WRITTEN INSTRUCTION 1: In the forum post about preparing for the mechanical PE exam, what share of the MERM companion book problems did the writer complete?

** start of EXCERPT TO READ **

I've completed 90% of the problems from the MERM companion book and I can honestly say they helped me pass the exam.  To answer your question about buying all the bells and whistle: yes, all the bells and whistles will help you pass the exam.    


Practice Problems for the Mechanical Engineering PE Exam (Lindeburg) (13th Edition)

Mechanical PE Practice Examination (Lindeburg 3rd Edition)

101 Solved Mechanical Engineering Problems (Lindeburg)

NCEES Practice Exam - HVAC and Refrigeration

NCEES Practice Exam - Thermal and Fluid Systems

NCEES Practice Exam - Mechanical Systems and Materials

Six Minute Solutions (Elder) (2nd Edition)

Mechanical PE Exam - How to Pass On Your First Try (Shepherd)

Study Guide for the HVAC and Refrigeration Portion of the Exam

Mechanical Engineering 175 Problems and Solutions (Pefley) (6th Edition)

The more problems you do, even if they are the old school 1 hour long problems, will help you pass the exam.  Also, do problems from textbooks and manuals, not just specialized practice exams.  Also, take any useful charts and graphs that might be better (or might not even exist) than those found in the MERM and put them in your binders.  Don't expect all the answers to be found in MERM --- you should bring other textbooks, codes, and standards that literally have the answers that are nowhere to be found in MERM.


----------



## P-E (Dec 16, 2016)

** end of EXCERPT TO READ **
** start of SUPPLIED ENTRIES **

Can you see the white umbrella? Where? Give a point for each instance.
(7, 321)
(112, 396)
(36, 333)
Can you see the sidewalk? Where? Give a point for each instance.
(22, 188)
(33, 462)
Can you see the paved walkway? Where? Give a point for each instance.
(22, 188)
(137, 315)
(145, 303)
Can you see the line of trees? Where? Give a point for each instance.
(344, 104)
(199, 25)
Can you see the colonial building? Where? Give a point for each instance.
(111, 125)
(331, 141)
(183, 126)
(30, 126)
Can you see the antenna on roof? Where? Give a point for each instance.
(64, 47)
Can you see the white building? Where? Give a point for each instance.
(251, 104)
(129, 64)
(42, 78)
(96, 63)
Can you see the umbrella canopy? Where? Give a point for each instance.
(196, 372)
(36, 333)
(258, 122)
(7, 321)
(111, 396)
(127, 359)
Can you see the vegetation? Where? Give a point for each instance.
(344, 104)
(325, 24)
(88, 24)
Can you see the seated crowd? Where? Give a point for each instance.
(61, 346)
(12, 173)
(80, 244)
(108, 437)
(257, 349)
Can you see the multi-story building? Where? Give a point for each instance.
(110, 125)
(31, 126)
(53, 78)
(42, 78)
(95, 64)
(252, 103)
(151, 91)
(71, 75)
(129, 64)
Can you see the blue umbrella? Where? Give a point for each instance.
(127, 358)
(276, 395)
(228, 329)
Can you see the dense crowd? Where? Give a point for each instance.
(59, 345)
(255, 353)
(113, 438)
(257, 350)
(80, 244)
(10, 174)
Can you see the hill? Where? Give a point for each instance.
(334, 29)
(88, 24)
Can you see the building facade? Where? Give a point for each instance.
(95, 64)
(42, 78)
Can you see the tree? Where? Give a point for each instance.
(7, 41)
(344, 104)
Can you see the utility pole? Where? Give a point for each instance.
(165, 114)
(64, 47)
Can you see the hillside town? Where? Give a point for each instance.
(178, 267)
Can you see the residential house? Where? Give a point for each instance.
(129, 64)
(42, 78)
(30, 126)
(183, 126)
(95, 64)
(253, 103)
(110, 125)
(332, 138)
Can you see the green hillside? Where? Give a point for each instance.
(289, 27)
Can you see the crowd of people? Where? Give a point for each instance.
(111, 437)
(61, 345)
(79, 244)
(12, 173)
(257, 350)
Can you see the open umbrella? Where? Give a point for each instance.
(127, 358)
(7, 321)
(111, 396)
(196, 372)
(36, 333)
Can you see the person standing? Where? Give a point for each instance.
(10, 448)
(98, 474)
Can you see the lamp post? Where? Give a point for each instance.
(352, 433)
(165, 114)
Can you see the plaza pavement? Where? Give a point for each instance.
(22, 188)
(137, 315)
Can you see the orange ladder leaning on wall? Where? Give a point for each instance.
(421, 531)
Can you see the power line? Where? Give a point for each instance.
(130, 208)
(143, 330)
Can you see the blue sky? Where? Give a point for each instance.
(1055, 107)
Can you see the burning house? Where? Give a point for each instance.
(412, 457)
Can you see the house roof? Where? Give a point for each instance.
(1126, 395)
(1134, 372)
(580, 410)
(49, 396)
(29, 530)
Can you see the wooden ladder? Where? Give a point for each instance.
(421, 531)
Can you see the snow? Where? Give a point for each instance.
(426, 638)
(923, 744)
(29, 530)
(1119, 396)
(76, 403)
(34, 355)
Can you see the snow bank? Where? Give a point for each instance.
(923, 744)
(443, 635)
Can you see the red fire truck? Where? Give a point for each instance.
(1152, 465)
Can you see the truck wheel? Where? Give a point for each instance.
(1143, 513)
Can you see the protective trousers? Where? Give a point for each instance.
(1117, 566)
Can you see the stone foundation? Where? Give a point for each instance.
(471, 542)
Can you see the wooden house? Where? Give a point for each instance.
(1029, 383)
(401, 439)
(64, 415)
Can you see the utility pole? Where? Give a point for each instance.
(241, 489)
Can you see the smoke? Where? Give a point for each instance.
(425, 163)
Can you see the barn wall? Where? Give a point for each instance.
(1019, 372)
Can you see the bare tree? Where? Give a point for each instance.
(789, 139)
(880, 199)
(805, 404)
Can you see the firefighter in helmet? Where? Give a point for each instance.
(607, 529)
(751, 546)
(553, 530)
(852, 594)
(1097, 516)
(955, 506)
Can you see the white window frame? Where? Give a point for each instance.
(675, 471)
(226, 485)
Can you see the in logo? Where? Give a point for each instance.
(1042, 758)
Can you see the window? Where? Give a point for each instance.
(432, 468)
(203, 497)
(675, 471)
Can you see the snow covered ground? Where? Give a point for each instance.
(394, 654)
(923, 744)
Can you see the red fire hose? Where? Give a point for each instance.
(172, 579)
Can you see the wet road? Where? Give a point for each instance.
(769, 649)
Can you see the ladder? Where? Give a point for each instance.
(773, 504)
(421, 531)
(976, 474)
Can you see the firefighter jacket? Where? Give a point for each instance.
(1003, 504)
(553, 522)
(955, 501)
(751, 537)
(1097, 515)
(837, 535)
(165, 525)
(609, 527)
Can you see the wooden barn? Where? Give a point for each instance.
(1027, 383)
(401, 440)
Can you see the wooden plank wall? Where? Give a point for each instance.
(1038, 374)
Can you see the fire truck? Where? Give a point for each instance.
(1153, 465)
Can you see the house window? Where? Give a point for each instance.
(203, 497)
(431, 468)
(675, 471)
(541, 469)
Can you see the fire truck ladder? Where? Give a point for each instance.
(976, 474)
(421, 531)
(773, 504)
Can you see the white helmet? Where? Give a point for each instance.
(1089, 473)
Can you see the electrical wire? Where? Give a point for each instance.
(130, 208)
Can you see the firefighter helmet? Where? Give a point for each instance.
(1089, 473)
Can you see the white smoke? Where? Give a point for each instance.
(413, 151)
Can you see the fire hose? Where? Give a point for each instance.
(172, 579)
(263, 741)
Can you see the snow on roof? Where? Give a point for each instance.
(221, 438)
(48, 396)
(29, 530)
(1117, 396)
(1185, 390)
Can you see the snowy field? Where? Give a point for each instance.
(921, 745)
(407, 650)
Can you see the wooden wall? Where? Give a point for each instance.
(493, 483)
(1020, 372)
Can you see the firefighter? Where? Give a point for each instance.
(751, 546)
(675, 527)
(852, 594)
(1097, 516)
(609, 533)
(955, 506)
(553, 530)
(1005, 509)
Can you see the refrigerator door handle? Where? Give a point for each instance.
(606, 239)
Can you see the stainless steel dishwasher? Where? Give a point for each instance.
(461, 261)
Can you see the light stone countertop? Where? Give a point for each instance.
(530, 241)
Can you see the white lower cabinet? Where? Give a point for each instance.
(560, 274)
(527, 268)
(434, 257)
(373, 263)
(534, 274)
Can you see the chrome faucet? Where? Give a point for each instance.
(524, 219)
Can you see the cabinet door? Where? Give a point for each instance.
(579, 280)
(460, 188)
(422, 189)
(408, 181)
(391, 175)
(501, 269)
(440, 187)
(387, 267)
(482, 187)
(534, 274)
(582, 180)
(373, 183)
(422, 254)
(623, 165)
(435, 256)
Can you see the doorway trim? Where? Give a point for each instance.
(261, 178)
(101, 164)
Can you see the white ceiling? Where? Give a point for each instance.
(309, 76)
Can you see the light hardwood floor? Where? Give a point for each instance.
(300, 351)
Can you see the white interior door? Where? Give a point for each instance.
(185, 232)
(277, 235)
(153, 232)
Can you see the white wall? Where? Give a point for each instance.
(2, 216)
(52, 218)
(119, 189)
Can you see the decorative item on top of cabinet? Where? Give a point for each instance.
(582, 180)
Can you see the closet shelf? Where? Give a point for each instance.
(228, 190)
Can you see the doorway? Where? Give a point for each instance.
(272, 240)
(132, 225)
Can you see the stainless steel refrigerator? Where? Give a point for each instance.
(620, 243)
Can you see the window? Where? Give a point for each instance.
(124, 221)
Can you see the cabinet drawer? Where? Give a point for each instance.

** end of SUPPLIED ENTRIES **

WRITTEN INSTRUCTION 2: Select every line in the rows that contains the string "crowd", and copy each one. Case counts.

WRITTEN SOLUTION 1: 90%

WRITTEN SOLUTION 2:
Can you see the seated crowd? Where? Give a point for each instance.
Can you see the dense crowd? Where? Give a point for each instance.
Can you see the crowd of people? Where? Give a point for each instance.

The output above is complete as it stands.